Document segment
####################
Fur had been associated with luxury or with a gift that men gave their mistresses. A woman who was “other-directed,” or primarily concerned with the housewife-mother role, would not focus so much on her appearance.
Fur advertisers also addressed the product’s reputation for “ego-orientation” by saying that a family would take pride in a mother who wears fur. Thus, the housewife’s guilt in doing something for herself is transformed into benefiting the whole family by looking good.
Because housewives defined their worth according to how well they served their families’ needs, including the family’s need to be proud of the housewife-mother, advertisers could convince them to buy a fur coat to improve the family’s image of her.
Any creative urges a housewife had were to be channeled into her home and family. The sewing industry combated the feeling that sewing was “dull” by creating patterns for housewives to follow. This allowed her some individual expression without being too creative, required her to use some intelligence, and played into her insecurity about not wanting “to be dressed too differently” from other women.
Advertisers wanted the housewife to feel that she was doing something that was interesting so that she would buy more patterns. However, the patterns also had to mirror the clothes that other wives wore. The twin emphases on feeling creative while being like everyone else ensured consumer satisfaction.
####################
Directions
Answer from the passage on advertising to housewives:
(a) What did fur advertisers say a family would take pride in?
(b) What did the sewing industry create to counter the feeling that sewing was "dull"?
(c) Before these advertisements, what had fur been associated with?
####################
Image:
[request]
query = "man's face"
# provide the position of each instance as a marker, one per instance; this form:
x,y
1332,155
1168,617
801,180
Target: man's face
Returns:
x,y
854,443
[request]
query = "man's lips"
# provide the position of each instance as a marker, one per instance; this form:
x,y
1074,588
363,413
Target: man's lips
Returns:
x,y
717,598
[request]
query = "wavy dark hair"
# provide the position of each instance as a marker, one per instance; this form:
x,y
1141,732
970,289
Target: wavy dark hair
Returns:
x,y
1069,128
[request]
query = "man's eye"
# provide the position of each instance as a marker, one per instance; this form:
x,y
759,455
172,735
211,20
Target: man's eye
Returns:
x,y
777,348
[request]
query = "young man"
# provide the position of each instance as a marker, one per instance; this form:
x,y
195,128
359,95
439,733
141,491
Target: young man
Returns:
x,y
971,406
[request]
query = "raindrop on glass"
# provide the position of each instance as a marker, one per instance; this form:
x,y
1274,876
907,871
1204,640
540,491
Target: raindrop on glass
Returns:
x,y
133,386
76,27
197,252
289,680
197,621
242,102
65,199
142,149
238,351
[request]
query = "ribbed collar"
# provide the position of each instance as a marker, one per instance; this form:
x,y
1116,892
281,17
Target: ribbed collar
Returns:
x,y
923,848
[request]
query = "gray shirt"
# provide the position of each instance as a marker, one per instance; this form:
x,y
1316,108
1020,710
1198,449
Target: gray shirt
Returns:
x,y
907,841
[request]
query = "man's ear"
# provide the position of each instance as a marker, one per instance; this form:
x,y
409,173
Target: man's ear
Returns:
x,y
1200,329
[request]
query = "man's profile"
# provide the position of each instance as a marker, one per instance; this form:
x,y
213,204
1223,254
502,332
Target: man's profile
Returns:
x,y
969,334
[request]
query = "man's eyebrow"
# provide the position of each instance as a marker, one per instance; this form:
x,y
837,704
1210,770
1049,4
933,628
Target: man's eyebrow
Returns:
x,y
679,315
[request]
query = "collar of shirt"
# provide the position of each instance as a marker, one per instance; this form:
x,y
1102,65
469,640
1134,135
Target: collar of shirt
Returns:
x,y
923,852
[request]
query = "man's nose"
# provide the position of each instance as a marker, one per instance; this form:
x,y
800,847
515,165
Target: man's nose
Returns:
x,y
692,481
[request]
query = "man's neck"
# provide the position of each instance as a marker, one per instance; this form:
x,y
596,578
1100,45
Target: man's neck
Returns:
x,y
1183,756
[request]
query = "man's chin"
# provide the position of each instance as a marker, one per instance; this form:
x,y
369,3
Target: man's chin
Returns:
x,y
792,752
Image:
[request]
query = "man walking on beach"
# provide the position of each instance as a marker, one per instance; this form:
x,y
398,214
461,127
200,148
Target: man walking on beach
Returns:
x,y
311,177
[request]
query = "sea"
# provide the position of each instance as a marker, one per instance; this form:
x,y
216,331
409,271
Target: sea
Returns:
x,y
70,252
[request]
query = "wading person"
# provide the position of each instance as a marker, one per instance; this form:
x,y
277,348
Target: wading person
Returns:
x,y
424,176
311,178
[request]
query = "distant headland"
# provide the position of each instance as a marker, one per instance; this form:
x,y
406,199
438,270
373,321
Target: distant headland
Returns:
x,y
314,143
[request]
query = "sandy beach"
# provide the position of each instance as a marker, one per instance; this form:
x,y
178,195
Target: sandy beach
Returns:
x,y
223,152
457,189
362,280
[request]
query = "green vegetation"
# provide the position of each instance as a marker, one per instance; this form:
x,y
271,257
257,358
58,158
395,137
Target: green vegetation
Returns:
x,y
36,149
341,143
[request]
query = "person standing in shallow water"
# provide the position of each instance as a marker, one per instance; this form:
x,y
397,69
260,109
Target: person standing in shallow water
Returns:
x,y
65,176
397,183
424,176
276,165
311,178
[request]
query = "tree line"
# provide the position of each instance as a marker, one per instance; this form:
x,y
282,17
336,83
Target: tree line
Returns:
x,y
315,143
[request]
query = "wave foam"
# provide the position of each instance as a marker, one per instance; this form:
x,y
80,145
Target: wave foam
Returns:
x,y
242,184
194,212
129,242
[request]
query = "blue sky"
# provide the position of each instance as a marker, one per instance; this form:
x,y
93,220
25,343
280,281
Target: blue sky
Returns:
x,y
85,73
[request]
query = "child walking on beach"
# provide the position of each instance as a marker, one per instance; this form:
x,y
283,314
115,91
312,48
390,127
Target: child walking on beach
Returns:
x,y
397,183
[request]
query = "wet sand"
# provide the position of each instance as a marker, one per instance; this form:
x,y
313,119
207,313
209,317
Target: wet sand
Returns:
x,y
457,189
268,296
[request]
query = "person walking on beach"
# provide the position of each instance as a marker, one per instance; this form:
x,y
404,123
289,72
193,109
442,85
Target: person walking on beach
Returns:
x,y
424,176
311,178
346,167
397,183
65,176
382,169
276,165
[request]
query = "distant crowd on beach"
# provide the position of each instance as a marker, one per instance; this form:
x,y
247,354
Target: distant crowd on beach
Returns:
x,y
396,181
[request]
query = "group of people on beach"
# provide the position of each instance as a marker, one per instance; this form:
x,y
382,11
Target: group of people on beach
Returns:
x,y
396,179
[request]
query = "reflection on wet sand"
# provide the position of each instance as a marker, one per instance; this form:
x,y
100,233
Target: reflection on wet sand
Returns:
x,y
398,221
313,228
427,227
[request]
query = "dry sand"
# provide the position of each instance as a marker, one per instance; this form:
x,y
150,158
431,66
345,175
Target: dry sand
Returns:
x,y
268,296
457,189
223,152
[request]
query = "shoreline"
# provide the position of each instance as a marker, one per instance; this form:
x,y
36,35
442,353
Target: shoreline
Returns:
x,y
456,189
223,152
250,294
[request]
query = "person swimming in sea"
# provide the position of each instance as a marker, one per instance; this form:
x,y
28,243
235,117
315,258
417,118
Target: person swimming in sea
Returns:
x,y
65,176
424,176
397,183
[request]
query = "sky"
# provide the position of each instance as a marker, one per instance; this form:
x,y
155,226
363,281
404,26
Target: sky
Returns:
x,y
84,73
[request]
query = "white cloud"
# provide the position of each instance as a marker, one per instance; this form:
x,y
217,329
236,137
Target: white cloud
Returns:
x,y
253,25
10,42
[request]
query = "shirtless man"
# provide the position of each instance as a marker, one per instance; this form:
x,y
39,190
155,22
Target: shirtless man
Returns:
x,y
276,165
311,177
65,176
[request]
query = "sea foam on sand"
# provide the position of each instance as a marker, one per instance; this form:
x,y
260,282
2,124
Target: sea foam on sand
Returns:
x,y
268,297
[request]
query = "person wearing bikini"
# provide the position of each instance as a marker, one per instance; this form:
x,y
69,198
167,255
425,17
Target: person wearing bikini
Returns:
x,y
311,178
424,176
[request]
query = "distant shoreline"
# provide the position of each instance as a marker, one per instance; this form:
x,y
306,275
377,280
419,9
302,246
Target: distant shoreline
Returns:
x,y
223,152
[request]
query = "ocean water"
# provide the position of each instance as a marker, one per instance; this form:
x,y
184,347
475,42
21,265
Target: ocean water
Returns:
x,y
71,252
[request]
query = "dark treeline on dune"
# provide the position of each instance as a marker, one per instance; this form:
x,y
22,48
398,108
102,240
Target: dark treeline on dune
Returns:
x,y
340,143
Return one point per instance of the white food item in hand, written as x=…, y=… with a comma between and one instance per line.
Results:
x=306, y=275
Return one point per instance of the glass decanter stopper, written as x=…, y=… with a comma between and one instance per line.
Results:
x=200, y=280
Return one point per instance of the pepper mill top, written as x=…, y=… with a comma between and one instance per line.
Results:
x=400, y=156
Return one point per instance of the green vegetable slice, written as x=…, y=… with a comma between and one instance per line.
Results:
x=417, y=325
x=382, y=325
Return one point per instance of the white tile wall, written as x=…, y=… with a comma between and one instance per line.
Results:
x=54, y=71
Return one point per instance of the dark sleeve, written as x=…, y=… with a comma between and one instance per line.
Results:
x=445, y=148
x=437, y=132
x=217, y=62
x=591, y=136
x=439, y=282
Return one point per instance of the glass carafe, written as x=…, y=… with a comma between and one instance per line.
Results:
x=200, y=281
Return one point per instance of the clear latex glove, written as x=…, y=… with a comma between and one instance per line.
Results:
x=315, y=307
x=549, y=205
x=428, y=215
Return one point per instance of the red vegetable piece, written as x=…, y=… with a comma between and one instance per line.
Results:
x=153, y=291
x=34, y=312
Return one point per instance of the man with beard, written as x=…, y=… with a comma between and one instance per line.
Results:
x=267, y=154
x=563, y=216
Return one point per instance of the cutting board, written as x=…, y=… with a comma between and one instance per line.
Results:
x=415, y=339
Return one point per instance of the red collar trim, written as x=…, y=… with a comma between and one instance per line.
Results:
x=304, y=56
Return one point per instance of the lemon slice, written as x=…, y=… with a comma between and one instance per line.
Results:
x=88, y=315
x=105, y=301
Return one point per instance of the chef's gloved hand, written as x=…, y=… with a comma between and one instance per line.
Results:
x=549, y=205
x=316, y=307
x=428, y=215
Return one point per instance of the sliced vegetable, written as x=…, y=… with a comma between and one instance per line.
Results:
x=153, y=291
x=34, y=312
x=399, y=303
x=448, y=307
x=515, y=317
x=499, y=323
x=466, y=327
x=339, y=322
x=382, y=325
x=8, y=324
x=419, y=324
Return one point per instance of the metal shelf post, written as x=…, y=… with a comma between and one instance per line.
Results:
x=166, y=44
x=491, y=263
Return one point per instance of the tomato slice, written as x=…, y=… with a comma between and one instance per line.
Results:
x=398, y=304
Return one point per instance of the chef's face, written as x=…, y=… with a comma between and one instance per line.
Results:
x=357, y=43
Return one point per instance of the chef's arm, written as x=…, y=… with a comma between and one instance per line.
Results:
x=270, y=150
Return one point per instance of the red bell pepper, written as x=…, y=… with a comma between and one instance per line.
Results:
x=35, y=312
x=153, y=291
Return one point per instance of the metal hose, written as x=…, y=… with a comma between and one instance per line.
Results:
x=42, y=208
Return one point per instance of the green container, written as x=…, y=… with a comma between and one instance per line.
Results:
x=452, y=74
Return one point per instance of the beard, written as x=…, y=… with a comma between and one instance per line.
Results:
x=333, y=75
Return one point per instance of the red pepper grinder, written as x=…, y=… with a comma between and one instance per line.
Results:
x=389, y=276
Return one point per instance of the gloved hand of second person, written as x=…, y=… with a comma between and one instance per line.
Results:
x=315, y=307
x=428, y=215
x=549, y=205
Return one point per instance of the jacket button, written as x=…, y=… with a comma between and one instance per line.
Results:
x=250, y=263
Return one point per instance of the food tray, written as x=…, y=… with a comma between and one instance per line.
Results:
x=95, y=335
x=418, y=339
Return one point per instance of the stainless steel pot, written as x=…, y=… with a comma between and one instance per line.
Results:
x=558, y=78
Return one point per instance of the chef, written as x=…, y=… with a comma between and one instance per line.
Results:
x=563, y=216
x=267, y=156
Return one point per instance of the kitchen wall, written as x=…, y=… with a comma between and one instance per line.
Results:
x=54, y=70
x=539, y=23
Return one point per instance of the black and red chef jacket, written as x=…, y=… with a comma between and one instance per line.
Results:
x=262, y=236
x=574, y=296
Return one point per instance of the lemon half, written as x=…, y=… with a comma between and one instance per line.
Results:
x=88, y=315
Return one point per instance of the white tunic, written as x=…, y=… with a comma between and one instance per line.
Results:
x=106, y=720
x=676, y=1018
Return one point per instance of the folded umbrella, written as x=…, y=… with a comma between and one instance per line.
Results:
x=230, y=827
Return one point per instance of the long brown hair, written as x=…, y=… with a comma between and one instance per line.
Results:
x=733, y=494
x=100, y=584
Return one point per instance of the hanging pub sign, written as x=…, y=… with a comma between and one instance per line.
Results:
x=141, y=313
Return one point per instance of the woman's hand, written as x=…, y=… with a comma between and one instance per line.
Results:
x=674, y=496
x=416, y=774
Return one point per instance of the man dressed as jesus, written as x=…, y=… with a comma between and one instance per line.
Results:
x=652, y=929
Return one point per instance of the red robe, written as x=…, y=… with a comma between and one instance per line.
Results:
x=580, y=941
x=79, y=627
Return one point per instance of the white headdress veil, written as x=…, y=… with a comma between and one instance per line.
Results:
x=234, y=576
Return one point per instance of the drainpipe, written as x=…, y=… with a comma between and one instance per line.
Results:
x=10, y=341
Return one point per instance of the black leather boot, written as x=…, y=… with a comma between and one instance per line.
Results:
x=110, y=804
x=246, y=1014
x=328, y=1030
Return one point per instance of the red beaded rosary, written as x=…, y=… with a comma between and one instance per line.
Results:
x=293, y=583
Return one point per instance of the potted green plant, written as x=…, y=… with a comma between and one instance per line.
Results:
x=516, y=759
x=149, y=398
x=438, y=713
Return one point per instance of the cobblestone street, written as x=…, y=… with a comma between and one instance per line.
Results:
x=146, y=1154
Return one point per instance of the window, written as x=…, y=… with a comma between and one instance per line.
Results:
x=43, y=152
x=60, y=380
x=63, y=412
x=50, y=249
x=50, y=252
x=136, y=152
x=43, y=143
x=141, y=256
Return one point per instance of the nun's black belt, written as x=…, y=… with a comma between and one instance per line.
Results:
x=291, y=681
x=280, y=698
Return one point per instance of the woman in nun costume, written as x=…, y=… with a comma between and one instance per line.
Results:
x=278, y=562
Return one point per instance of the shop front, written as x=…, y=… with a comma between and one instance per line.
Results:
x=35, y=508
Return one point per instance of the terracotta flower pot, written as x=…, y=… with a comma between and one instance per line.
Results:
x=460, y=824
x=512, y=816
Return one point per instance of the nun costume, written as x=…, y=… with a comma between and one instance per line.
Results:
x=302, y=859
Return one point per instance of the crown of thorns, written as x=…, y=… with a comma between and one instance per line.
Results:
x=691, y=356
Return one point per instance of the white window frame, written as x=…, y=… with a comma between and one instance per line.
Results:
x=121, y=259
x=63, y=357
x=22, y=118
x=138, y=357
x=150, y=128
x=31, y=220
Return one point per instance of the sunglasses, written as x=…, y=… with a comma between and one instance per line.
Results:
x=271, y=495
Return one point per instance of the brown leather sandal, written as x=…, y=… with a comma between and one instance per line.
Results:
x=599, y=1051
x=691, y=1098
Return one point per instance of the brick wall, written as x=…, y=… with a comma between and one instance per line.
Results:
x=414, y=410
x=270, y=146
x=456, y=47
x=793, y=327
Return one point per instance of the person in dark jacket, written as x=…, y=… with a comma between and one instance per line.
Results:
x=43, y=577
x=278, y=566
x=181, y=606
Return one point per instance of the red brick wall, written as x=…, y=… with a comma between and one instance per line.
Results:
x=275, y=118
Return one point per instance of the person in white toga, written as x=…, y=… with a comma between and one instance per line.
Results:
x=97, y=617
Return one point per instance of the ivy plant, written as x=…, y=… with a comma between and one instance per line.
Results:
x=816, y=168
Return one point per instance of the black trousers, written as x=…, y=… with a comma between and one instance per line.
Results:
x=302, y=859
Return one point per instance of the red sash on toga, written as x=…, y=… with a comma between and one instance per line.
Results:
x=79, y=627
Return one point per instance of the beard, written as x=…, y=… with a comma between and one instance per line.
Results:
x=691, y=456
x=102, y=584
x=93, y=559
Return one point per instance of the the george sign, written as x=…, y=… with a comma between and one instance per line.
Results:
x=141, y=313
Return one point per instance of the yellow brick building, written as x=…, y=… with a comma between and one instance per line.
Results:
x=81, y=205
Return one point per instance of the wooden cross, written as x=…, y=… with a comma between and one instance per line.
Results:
####################
Answer to this exercise
(a) A mother who wears fur.
(b) Patterns for housewives to follow.
(c) Luxury, or a gift that men gave their mistresses.